SELECTED EXTRACT -
▬▬▬▬▬▬▬▬▬▬
[Beowulf] Big storage

Joe Landman landman at scalableinformatics.com
Thu Aug 23 07:56:15 EDT 2007


Greetings Jakob:

Jakob Oestergaard wrote:
> Hi all,
> 
> While not a typical beowulf, I thought the list would have some input for this
> "storage cluster" or whatever we should call it :)

up front disclaimer: we design/build/market/support such things.

> I'm looking at getting some big storage. Of all the parameters, getting as low
> dollars/(month*GB) is by far the most important. The price of acquiring and
> maintaining the storage solution is the number one concern.

Should I presume density, reliability, and performance also factor in
somewhere as 2,3,4 (somehow) on the concern list?

> The setup will probably have a number of "head nodes" which receive a large
> amount of data over standard gigabit from a large amount of remote sources.
> Data is read infrequently from the head nodes by remote systems. The primary
> load on the system will be data writes.

Ok, so you are write dominated.  Could you describe (guesses are fine)
what the writes will look like?  Large sequential data, small random
data (seek, write, close)?

> The head nodes need not see the same unified storage; so I am not required to
> have one big shared filesystem. If beneficial, each of the head nodes could
> have their own local storage.

There are some interesting designs with a variety of systems, including
GFS/Lustre/... on those head nodes, and a big pool of drives behind
them.  These designs will add to the overall cost, and increase complexity.
▬▬▬▬▬▬▬▬▬▬
Raw records:
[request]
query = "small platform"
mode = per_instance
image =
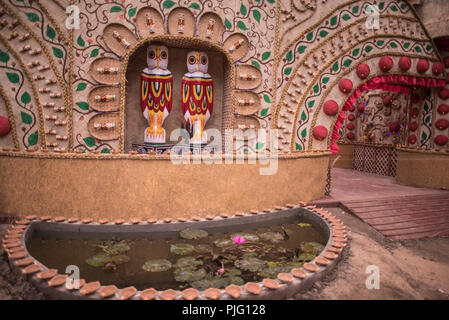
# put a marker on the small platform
(174, 148)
▬▬▬▬▬▬▬▬▬▬
WHAT TO DO -
A. Translate into Spanish this sentence from the big-storage mailing-list post: "These designs will add to the overall cost, and increase complexity."
B. In the big-storage mailing-list post, why does the reply conclude that the setup is "write dominated"? Answer in one to three sentences.
C. Carry on writing the big-storage mailing-list post after its last sentence.

FINAL ANSWERS -
A. Estos diseños aumentarán el costo total y la complejidad.

B. The original message says the head nodes receive a large amount of data from many remote sources, and remote systems read that data only infrequently. It states outright that the primary load on the system will be data writes.

C.
> The storage pool will start out at around 100TiB and will grow to ~1PiB within
> a year or two (too early to tell). It would be nice to use as few racks as
> possible, and as little power as possible  :)

Ok, so density and power are important.  This is good.  Coupled with the
 low management cost and low acquisition cost, we have about 3/4 of what
we need.  Just need a little more description of the writes.

Also, do you intend to back this up?  How important is resiliency of the
system?  Can you tolerate a failed unit (assume the units have hot
spares, RAID6, etc).  When you look at storage of this size, you have to
start planning for the eventual (and likely) failure of a chassis (or
some number of them), and think about with a RAIN configuration.  Either
that, or invest into massive low level redundancy (which should be scope
limited to the box it is on anyway).

> It *might* be possible to offload older files to tape; does anyone have
> experience with HSM on Linux?  Does it work?  Could it be worthwhile to
> investigate?

Hmmm...  First I would suggest avoiding tape, you should likely be
looking at disk to disk for backup, and use slower nearline mechanisms.

> One setup I was looking at, is simply using SunFire X4500 systems (you can put
> 48 standard 3.5" SATA drives in each 4U system). Assuming I can buy them with
> 1T SATA drives shortly, I could start out with 3 systems (12U) and grow the
> entire setup to 1P with 22 systems in little over two full racks.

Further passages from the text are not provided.